═══ TEXT EXCERPT ═══

He drew me up from the desolate pit,
out of the miry bog,
and set my feet upon a rock,
making my steps secure.
He put a new song in my mouth,
a song of praise to our God.
You have multiplied, O Lord my God,
your wondrous deeds and your thoughts toward us;
none can compare with you.
Were I to proclaim and tell of them,
they would be more than can be counted.”
God has raised David up and out of some tricky situations several times. The first time we meet David he’s in trouble. He’s a small shepherd kid and he is pitted against a giant. He wins the fight and proves God’s goodness. In his praise, David is thanking God for delivering him from all of the bad ish he’s been in before, but he is also remembering God’s faithfulness and takes assurance and hope from remembering those difficult times.
David goes onto tell God that he is working really hard for the Lord. He’s not keeping his mouth shut about any of the struggles he has gone through and is letting everyone know that it was because of God that he has been delivered and redeemed.
“I have told the glad news of deliverance
in the great congregation;
see, I have not restrained my lips,
as you know, O Lord.
I have not hidden your saving help within my heart,
I have spoken of your faithfulness and your salvation;
I have not concealed your steadfast love and your faithfulness
from the great congregation.”
This part is so important. It is so incredibly profound to share your grief and your trouble with other people in your community for many reasons. First, it allows us to verbalize the trouble we are experiencing and allows us to work through our thoughts in a healthy way. Second, it forces us to be in our community of support when all we want to do is hide away. We need community. We need shoulders to lean on and people to cry with. We need to hear others tell us that they love us and are here for us in times of our deepest trouble. Speaking God’s faithfulness and salvation aloud to friends and family gives us the opportunity to share and to remember God’s unfailing love and faithfulness.
In verse 11, David begins the part of this prayer in which he is asking for help.
“Do not, O Lord, withhold
your mercy from me;
let your steadfast love and your faithfulness
keep me safe forever.
For evils have encompassed me
my iniquities have overtaken me,
until I cannot see;
they are more than the hairs of my head,
and my heart fails me.”

═══ DATASET ROWS ═══

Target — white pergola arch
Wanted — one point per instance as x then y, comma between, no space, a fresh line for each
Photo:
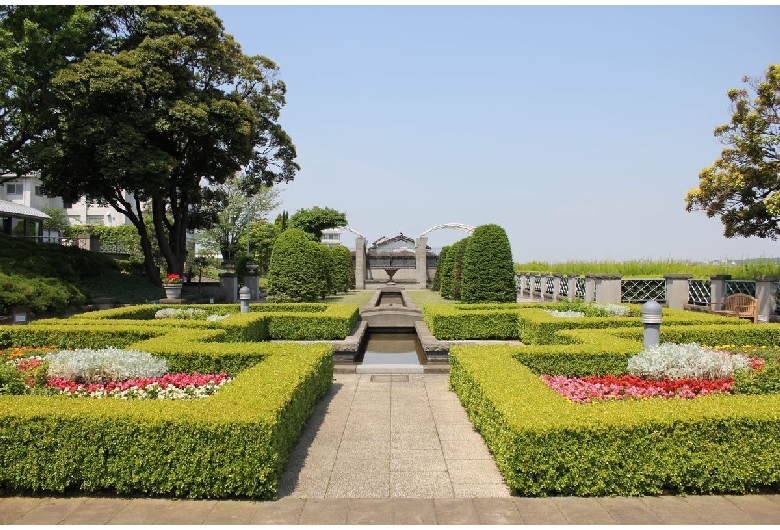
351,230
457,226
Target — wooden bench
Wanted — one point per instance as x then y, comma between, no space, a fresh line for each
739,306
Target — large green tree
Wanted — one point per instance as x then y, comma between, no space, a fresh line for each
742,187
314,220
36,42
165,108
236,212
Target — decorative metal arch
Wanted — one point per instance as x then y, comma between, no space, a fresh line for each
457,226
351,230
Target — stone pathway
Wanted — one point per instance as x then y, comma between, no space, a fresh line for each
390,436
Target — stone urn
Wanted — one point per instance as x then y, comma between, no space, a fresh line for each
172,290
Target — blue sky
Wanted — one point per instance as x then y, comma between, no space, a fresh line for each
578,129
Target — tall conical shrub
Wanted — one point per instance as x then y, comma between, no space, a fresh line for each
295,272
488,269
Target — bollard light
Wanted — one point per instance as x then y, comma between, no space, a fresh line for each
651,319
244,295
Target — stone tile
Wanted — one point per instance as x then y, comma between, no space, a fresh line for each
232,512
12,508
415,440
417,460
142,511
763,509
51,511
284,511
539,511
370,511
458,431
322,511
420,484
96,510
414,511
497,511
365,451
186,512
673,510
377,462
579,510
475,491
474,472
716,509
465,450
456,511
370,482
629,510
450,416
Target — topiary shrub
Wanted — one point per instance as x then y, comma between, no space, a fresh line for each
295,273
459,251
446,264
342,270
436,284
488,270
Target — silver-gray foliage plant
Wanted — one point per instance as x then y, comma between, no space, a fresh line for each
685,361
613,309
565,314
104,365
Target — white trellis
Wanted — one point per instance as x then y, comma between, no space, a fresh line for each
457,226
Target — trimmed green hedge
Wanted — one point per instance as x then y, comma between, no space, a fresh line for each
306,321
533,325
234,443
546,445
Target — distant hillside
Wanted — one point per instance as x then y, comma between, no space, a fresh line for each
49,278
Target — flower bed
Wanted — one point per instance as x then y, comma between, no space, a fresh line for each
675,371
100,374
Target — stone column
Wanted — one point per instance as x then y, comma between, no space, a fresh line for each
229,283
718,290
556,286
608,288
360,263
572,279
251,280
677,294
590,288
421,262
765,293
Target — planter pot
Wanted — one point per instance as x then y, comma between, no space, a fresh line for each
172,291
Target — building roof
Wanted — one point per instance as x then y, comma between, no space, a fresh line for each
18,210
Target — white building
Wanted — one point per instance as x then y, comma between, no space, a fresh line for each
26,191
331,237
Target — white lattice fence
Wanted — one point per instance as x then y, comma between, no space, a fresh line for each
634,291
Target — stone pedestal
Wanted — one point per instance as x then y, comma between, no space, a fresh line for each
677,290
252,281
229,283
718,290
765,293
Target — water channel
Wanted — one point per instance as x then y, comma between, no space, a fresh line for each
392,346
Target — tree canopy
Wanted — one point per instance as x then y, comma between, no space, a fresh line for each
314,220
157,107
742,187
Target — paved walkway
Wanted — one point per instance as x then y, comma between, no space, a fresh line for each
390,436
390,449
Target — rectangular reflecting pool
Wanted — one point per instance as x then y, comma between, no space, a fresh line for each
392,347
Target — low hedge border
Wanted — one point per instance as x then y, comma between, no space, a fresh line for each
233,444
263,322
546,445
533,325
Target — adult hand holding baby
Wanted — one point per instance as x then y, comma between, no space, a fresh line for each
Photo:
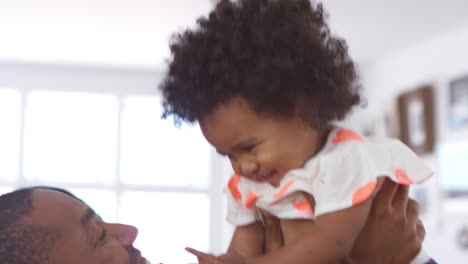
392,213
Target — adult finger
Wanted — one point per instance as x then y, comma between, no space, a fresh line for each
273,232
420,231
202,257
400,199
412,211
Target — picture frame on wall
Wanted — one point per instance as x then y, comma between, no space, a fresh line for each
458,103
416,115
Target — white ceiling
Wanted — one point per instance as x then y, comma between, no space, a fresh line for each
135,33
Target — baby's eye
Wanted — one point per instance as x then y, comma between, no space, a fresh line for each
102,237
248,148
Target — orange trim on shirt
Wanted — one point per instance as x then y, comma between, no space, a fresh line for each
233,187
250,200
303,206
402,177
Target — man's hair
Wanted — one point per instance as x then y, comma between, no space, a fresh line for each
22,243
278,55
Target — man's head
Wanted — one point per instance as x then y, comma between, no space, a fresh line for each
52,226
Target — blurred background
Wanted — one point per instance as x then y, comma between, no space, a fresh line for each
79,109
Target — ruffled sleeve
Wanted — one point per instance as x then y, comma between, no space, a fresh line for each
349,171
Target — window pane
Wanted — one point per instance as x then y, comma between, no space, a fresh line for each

═══

PROBLEMS:
**1.** Say whether each statement agrees with the reflection on David's psalm, answering yes or no and quoting the words that decide it: (a) The first time we meet David, he is a young shepherd facing a giant. (b) The writer says that sharing our trouble with our community lets us hide away. (c) David starts asking for help in verse 11.
**2.** Continue the reflection on David's psalm from where it stops.
The material comes from a separate source.

ANSWER SET:
**1.**
(a) Yes: "He’s a small shepherd kid and he is pitted against a giant."
(b) No: "it forces us to be in our community of support when all we want to do is hide away."
(c) Yes: "In verse 11, David begins the part of this prayer in which he is asking for help."

**2.**
That’s some heavy suffering. And I feel that so hard sometimes. Do you ever have those moments where you’re half praying, half exasperated, half giving up when you just kind exclaim “OH MY GOD WHAT IS EVEN HAPPENING RIGHT NOW?” Just me? Okay. Let’s look at the last part of David’s Psalm.
“Be pleased, O Lord, to deliver me;
O Lord, make haste to help me.
Let all those be put to shame and confusion
who seek to snatch away my life;
let those be turned back and brought to dishonor
who desire my hurt.
Let those be appalled because of their shame
who say to me, ‘Aha, Aha!’
But may all who seek you
rejoice and be glad in you;
may those who love your salvation
say continually, “Great is the Lord!”
As for me, I am poor and needy,
but the Lord takes thought for me.
You are my help and my deliverer;
do not delay, O my God.”
I do not usually pray for God to put shame to those who hurt me or harm me, but David lived in a very different time. I usually ask God to change the hearts of those who wish to hurt me or cause me trouble.
David ends his prayer by praising God again as well as yielding to God’s will in his life. He knows that he is poor and needy (probably in spirit, since David was a king and didn’t want for much in his adult life), but he knows that God looks after him.
We know this is true based on 1 and 2 Samuel, which tell the story of David being king and the close relationship he has with God. And even though there aren’t books written about it, God is that close to you as well.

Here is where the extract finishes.